Parts of the exercise >>
[1] According to the post about the Wynand Fockink bottle, how tall is the bottle?
[2] In the post about the Wynand Fockink bottle, duplicate the passage that begins at the words "# Looking for" and ends after the words "you might provide.".
──────── Excerpt ────────
# Looking for information and value of this bottle



## unforgiven (Apr 11, 2005)

The bottle is approx. 11 1/2 inches tall and 3 1/4 inches across the bottom. It appears to be what was identified on the Antique Bottles website as a "Salt Glazed Gin Bottle" made by the Wynand Fockink company of Amsterdam Netherlands. The bottle is stamped on one side "Wynand Fockink" with "Amsterdam" stamped underneath. On the other side of the bottle is stamped "1 Liter" with number "3" stamped over the 1 Liter stamp. By our family history, it is probably, at the least, over 200 years old.  It was given to my Great Grandmother by her Grandmother.  Thanks for any help you might provide.

 Following are some picutres:


----------



## unforgiven (Apr 11, 2005)
──────── Given material ────────
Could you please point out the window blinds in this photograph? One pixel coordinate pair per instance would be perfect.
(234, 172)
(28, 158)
────────
Task-by-task answers >>
[1] About 11 1/2 inches tall.

[2]
# Looking for information and value of this bottle



## unforgiven (Apr 11, 2005)

The bottle is approx. 11 1/2 inches tall and 3 1/4 inches across the bottom. It appears to be what was identified on the Antique Bottles website as a "Salt Glazed Gin Bottle" made by the Wynand Fockink company of Amsterdam Netherlands. The bottle is stamped on one side "Wynand Fockink" with "Amsterdam" stamped underneath. On the other side of the bottle is stamped "1 Liter" with number "3" stamped over the 1 Liter stamp. By our family history, it is probably, at the least, over 200 years old.  It was given to my Great Grandmother by her Grandmother.  Thanks for any help you might provide.